● VRAGEN EN OPDRACHTEN
(1) Geef bij elke uitspraak aan of die klopt met het fragment hieronder. Antwoord met ja of nee en citeer telkens letterlijk de woorden uit het fragment die de doorslag geven. (a) In de krant van 18 april stond dat ruim 200 mensen in Ecuador de aardbeving niet hadden overleefd. (b) Een week later werd met 3-1 van Zulte-Waregem gewonnen. (c) In de terugwedstrijd van 1986 stond het bij de rust 2-0.
(2) Meld elke regel uit de lijst waarin het woord "keys" voorkomt, en neem die regels letterlijk over.

Wat een cliché en wat een overdrijving. In de krant van 18 april stond dat ruim 200 mensen in Ecuador de aardbeving niet hadden overleefd en dat Axl Rose de nieuwe zanger van AC/DC wordt. Zo relatief is 'vreselijk' als het over voetbal gaat.

En kijk, een week later wonnen we met 5-0 van Zulte-Waregem en nog eens een week later met 3-1 van Genk. 'We worden kampioen!' Tenzij ze zondag verliezen. Het zal toch weer niet waar zijn, zeker?

Van Aabach tot Zimling

We gaan even terug naar 1986 en naar de terugwedstrijd van de testmatchen tussen Club Brugge en Anderlecht. We zijn er wél en we gaan dit verdorie niet meer uit handen geven. Ginds was het 1-1 geworden en hier staat het 2-0 bij de rust. Maar wat echt niemand wil, gebeurt toch, en het wordt 2-2.

Dertig jaar later zit die uitslag nog beter in het geheugen dan die van het eerste jaar op de universiteit. Ja, twee punten ook gescoord op het vak 'Oude Geschiedenis' van professor Nenquin, maar helaas op 20. Alle andere uitslagen zijn weg, ook die van de mislukte tweede zit in september, alleen die ene blijft: 2-2 thuis tegen Anderlecht en zij kampioen. Met René Vandereycken zelfs, hoewel rood uitgesloten: we gunden het hen niet. Vandaag nog altijd niet.

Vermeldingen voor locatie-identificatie
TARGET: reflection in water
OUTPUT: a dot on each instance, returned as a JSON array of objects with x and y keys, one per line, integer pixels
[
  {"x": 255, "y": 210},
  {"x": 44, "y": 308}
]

● ANTWOORDENLIJST
(1)
(a) Ja: "In de krant van 18 april stond dat ruim 200 mensen in Ecuador de aardbeving niet hadden overleefd"
(b) Nee: "een week later wonnen we met 5-0 van Zulte-Waregem"
(c) Ja: "hier staat het 2-0 bij de rust"

(2)
OUTPUT: a dot on each instance, returned as a JSON array of objects with x and y keys, one per line, integer pixels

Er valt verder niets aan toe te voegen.